<<<<
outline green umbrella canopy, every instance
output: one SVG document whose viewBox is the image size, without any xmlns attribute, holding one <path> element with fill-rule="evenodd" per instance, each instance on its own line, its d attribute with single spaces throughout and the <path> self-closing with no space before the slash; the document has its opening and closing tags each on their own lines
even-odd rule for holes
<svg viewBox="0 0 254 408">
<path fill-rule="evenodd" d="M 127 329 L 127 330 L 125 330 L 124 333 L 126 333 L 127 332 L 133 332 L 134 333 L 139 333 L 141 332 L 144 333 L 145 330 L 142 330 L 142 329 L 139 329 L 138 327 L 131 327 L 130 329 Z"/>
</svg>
>>>>
<<<<
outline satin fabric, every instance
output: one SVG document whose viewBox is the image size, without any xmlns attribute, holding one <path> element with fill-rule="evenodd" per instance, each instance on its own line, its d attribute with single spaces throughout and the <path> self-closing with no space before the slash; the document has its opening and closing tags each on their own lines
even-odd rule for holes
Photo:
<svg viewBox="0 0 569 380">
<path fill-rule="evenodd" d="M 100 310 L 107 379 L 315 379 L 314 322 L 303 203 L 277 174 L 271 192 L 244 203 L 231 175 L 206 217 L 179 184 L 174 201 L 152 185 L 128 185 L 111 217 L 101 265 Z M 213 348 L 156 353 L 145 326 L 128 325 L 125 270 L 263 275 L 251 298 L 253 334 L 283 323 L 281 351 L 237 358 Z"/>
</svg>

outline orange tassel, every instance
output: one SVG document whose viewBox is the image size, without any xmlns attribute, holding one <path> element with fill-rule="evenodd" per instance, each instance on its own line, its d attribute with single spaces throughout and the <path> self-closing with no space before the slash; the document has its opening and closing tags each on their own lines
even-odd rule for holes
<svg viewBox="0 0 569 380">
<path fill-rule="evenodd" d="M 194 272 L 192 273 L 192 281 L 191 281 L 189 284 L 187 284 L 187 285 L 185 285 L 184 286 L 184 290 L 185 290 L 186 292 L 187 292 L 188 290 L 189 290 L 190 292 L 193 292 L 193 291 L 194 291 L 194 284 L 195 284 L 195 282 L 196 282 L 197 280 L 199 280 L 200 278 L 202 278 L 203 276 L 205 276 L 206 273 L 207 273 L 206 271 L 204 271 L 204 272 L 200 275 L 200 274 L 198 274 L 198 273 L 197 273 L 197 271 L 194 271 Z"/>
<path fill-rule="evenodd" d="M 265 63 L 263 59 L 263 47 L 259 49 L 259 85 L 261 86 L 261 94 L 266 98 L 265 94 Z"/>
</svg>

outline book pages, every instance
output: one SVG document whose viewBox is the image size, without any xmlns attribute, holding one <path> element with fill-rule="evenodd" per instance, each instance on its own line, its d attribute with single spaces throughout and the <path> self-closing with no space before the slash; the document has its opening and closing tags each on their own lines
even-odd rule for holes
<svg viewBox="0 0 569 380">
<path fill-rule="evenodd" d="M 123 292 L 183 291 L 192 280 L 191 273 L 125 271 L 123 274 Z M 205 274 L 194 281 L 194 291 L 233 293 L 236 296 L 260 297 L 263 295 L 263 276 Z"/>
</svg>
>>>>
### Aim of the task
Pick out each line of the data above that contains the string "every", and copy those lines. Matching is case-sensitive.

### Response below
outline green umbrella canopy, every instance
outline satin fabric, every instance
outline orange tassel, every instance
outline book pages, every instance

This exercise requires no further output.